AIM »
Transcribe all of the material below word for word and leave out its pictures.

[Stored items]

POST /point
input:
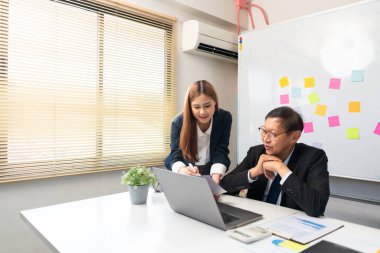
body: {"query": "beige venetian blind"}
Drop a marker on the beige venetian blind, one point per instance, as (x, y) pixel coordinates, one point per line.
(84, 87)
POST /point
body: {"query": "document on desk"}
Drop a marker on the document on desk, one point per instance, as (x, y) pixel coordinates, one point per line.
(301, 228)
(215, 188)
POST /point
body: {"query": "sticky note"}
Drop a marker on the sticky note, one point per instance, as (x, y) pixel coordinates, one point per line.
(377, 129)
(354, 106)
(357, 76)
(317, 145)
(296, 92)
(284, 99)
(308, 127)
(334, 121)
(320, 110)
(353, 134)
(313, 98)
(284, 82)
(309, 82)
(335, 83)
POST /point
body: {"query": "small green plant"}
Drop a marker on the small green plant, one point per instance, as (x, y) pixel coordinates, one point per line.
(138, 176)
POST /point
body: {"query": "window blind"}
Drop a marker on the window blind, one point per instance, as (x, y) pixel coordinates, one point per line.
(85, 86)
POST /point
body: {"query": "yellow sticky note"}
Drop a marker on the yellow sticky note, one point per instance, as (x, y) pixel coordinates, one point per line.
(321, 110)
(297, 247)
(309, 82)
(354, 106)
(353, 134)
(284, 82)
(313, 98)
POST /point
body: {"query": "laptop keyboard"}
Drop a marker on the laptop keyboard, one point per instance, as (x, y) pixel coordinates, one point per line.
(227, 218)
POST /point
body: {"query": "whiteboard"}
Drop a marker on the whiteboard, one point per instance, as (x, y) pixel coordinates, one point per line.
(328, 45)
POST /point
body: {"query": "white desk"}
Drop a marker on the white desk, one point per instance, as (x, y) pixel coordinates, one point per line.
(110, 224)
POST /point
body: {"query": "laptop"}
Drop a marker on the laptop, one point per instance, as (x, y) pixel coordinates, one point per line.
(192, 196)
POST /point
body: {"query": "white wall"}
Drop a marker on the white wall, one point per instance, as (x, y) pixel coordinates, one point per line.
(16, 236)
(279, 11)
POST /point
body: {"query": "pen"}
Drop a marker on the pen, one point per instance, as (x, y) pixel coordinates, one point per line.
(191, 166)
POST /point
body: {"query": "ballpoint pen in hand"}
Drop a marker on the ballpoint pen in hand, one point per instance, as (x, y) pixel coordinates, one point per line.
(191, 166)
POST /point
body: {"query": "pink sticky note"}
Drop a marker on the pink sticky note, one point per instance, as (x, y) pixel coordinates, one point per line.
(377, 129)
(284, 99)
(308, 127)
(334, 121)
(335, 83)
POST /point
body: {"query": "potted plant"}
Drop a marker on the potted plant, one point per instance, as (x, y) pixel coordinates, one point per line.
(138, 179)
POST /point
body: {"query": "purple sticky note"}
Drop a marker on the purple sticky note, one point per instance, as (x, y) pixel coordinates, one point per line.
(308, 127)
(284, 99)
(335, 83)
(377, 129)
(334, 121)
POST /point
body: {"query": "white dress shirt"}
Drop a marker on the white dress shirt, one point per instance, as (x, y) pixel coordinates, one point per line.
(283, 179)
(203, 147)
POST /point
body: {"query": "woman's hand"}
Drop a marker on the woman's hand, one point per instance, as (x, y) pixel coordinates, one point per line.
(189, 170)
(216, 177)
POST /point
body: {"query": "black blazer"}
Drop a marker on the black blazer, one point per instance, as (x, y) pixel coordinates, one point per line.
(219, 140)
(306, 189)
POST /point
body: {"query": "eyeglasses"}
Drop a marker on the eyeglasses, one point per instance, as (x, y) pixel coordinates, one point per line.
(270, 134)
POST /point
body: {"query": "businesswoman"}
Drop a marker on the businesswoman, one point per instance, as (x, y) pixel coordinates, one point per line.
(200, 135)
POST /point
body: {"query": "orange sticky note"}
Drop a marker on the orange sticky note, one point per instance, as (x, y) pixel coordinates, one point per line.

ANSWER BELOW »
POST /point
input:
body: {"query": "beige venetian blind"}
Drop a marker on the beige venetian blind, one point per instance, as (x, y) pixel coordinates, one point per line.
(84, 87)
POST /point
body: {"query": "document on desk"}
Drop a marker on the document on desk, one point per instance, as (x, y) pixel coordinates, one point per line.
(301, 228)
(215, 188)
POST /point
body: {"query": "sticky note"}
Drop a marker on the sticky note, one point per instance, as (x, y) pixel coordinates, one point per line.
(377, 129)
(354, 106)
(357, 76)
(317, 145)
(296, 92)
(284, 99)
(308, 127)
(334, 121)
(320, 110)
(353, 134)
(313, 98)
(284, 82)
(309, 82)
(335, 83)
POST /point
body: {"query": "small green plant"}
Drop a marker on the small green plant, one point per instance, as (x, y) pixel coordinates, one point per line.
(138, 176)
POST /point
body: {"query": "window blind"}
Drop a marker on the window blind, one point per instance, as (x, y) pixel coordinates, one point per line.
(85, 86)
POST /point
body: {"query": "yellow sticky note"}
Drop a marker on the yellow sticky note, one point per instance, as (x, y) pixel coordinates, one point per line.
(321, 110)
(297, 247)
(309, 82)
(354, 106)
(353, 134)
(284, 82)
(313, 98)
POST /point
body: {"query": "laptop keyboard"}
Drop a marker on the laptop keyboard, one point per instance, as (x, y) pixel coordinates, one point per line.
(227, 218)
POST /point
body: {"query": "whiteboard"}
Drop a marker on the whiteboard, one point per instance, as (x, y) pixel coordinates, one point per line.
(328, 45)
POST /point
body: {"query": "white desk"}
Drop a marker on the white desk, one point per instance, as (x, y) pixel coordinates, one point per line.
(110, 224)
POST /point
body: {"query": "laptop"}
Drop a marker on the laptop, one point per instance, as (x, y) pixel coordinates, one point per line.
(192, 196)
POST /point
body: {"query": "white wall"}
Drop a marker on the white wall, one point per instance, as (x, y) pixel coordinates, one point per line.
(16, 236)
(279, 11)
POST /point
body: {"query": "pen"}
Drop a marker on the pen, one point per instance, as (x, y) pixel coordinates, one point per line.
(191, 166)
POST /point
body: {"query": "ballpoint pen in hand"}
Drop a marker on the ballpoint pen in hand, one point per instance, as (x, y) pixel coordinates, one point per line.
(191, 166)
POST /point
body: {"query": "pink sticky note"}
Drop a marker on the pink sticky note, one point per instance, as (x, y) pixel coordinates, one point per line.
(377, 129)
(284, 99)
(308, 127)
(334, 121)
(335, 83)
POST /point
body: {"query": "potted plant"}
Drop a marker on the potted plant, one point per instance, as (x, y) pixel coordinates, one point per line.
(138, 179)
POST /point
body: {"query": "purple sticky note"}
Drop a marker on the purple sticky note, one point per instance, as (x, y) pixel coordinates, one point per line.
(308, 127)
(284, 99)
(335, 83)
(377, 129)
(334, 121)
POST /point
body: {"query": "white dress shirt"}
Drop a marker on the white dress shirt, one point per instance, as (x, y) pixel coordinates, one point per line.
(283, 179)
(203, 147)
POST /point
body: {"query": "woman's hand"}
Drop a marker on the woman's hand, one point per instance, as (x, y) pixel coordinates, one point per line.
(189, 170)
(216, 177)
POST /point
body: {"query": "black blazer"}
Drop a marker on the black blazer, one point per instance, as (x, y) pixel coordinates, one point per line.
(219, 140)
(306, 189)
POST /point
body: {"query": "eyeglasses"}
Drop a marker on the eyeglasses, one point per instance, as (x, y) pixel coordinates, one point per line.
(270, 134)
POST /point
body: {"query": "businesswoman"}
Drop a marker on the businesswoman, one point per instance, as (x, y) pixel coordinates, one point per line.
(200, 135)
POST /point
body: {"query": "orange sticky note"}
Drop a marker on the orange sticky note, one point per instance, as (x, y) pixel coordinates, one point per line.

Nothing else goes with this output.